PASSAGE FOR REVIEW:
>>>

How toxic certain materials and chemicals are could be dependent on the extent of exposure, and how susceptible an individual is. As for toxic woods, this site
has a list.
Most composite board sheet stock uses a urea-formaldehyde glue in it's process. Some manufacturers have substituted glue types. For specific brands and types, look at the MSDS
(Material Safety Data Sheet) specifications for the particular item.
As for chemical vapor inhalation, many common shop chemicals are very toxic, such as lacquer thinner, mineral spirits, acetone, lacquer paint, some urethanes, solvent based contact cement and others. This hazard is extended to virtually any area that can be affected such as the ear openings, eyes, nose, and other orifices that I won't mention.

<<<

EXERCISES TO COMPLETE:
1 > Answer these questions about the text on toxic shop materials:
(a) What type of glue does most composite board sheet stock use?
(b) What does MSDS stand for?
(c) Which three body areas are named as affected by chemical vapors?
2 > Reproduce the text on toxic shop materials from "Most composite board" up to and including "I won't mention.".
3 > Carry on the text about toxic shop materials, picking up after its final sentence.

[Saved entries]

>>>

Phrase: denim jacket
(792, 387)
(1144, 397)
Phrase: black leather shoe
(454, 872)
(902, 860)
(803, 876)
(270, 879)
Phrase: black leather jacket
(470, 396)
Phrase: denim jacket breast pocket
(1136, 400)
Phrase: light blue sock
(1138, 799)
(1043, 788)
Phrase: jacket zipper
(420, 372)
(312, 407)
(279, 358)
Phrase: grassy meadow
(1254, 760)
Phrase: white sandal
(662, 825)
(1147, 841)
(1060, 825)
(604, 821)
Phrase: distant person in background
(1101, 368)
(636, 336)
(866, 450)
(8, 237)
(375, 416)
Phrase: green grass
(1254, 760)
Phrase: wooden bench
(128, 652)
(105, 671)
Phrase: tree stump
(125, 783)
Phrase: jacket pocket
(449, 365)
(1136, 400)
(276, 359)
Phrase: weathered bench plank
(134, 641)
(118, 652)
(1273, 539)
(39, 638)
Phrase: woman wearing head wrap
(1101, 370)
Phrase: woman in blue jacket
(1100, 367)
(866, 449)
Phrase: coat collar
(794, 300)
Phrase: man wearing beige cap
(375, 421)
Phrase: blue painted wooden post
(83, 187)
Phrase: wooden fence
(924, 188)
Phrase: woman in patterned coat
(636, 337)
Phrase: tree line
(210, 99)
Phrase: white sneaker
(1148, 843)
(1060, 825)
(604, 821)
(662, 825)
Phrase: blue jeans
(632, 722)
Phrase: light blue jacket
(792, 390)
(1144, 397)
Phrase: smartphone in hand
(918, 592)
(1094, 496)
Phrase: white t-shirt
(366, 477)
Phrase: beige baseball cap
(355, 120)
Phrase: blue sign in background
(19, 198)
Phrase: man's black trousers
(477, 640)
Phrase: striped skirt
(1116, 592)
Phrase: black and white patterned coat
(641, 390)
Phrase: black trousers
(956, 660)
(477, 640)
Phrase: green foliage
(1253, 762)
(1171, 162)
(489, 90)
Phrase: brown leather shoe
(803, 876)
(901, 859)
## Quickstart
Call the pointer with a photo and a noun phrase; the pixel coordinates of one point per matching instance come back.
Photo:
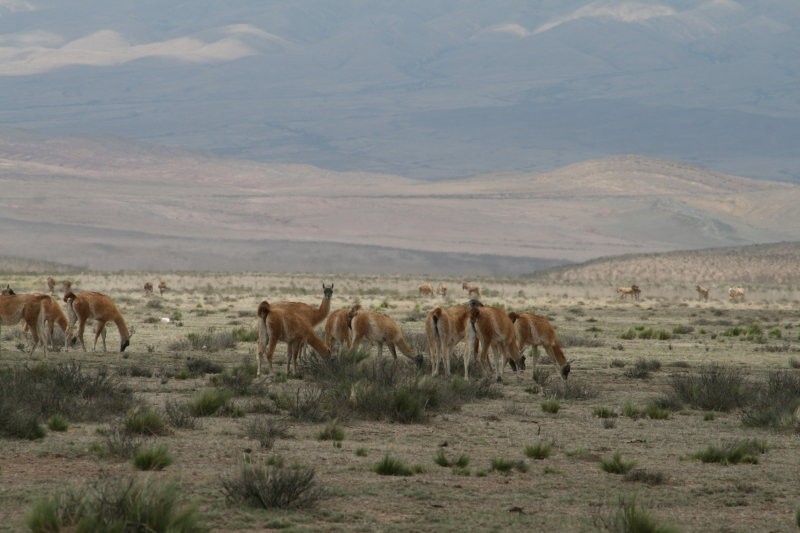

<<<

ANSWERS PER TASK:
1 >
(a) A urea-formaldehyde glue.
(b) Material Safety Data Sheet.
(c) The ear openings, eyes, and nose.

2 >
Most composite board sheet stock uses a urea-formaldehyde glue in it's process. Some manufacturers have substituted glue types. For specific brands and types, look at the MSDS
(Material Safety Data Sheet) specifications for the particular item.
As for chemical vapor inhalation, many common shop chemicals are very toxic, such as lacquer thinner, mineral spirits, acetone, lacquer paint, some urethanes, solvent based contact cement and others. This hazard is extended to virtually any area that can be affected such as the ear openings, eyes, nose, and other orifices that I won't mention.

3 >
For the toxic or hazardous chemicals, direct contact with the skin is also a source of ingestion. What can the results produce? Many ailments can be attributed to absorbed chemicals. I for one have been a victim of nerve damage in the fingers and hands, bladder cancer, respiratory problems, and some loss of smell sensitivity. As for brain damage...the jury is still out on that one.
My exposure can be considered extreme, being a daily event for 38 years. When very little data was available on these safety issues, there was a natural aversion to properly equip a shop with an effective dust system, respirators for non-spraying procedures, and the use of gloves. Shop owners then had an attitude like "real men don't need that stuff". Well, contrary to that type of thinking, I found out they definitely do.